Items of labeled points
----

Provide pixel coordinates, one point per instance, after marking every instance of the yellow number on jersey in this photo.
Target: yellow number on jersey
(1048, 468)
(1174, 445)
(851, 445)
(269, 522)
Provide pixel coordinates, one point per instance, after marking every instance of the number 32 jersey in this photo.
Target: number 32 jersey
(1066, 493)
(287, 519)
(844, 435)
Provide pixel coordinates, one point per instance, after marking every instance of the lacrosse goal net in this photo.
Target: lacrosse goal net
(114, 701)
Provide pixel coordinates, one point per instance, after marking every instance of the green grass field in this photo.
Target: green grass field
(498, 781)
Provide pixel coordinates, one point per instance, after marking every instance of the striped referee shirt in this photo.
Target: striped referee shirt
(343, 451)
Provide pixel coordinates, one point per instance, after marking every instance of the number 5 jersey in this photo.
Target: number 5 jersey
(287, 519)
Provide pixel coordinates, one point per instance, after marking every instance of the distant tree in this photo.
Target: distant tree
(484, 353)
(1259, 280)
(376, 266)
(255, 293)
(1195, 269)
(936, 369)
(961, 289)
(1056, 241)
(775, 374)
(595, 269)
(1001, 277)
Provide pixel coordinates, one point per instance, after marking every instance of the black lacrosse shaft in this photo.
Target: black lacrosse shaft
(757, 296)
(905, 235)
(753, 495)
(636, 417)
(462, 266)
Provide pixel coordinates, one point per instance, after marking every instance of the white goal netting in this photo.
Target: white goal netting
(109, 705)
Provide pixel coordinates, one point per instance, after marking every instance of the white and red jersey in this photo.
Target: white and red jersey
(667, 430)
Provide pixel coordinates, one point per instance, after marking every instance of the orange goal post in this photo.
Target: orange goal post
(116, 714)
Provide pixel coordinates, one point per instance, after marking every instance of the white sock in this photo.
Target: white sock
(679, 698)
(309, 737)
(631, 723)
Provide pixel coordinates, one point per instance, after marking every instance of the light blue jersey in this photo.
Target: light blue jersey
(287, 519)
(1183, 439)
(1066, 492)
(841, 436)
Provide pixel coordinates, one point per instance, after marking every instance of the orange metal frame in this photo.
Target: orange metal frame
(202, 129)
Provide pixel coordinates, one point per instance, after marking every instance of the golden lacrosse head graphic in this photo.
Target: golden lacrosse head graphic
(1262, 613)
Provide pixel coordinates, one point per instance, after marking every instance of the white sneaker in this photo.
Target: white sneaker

----

Written problem: Begin at the line that has "blue jersey in this photo." and stop after the last of the items, then reproduce that span in full, keeping every text line unchanged. Offset each coordinate value in the answers by -27.

Complete output:
Provide pixel coordinates, one point per instance, after marking every instance of the light blue jersey in this photo.
Target: light blue jersey
(260, 492)
(1156, 412)
(1039, 465)
(814, 409)
Provide pixel coordinates, one point per instance, after marking every instance of the orange metal frame in this photo.
Target: orange metal frame
(175, 102)
Provide pixel coordinates, one point per instance, after marking every instance of the golden lacrosse head graphic in this photo.
Target: golden lacrosse head graphic
(1235, 586)
Provide pixel coordinates, one point per instance, after marking every instance of the white sneaker in this photo.
Target: white sneaker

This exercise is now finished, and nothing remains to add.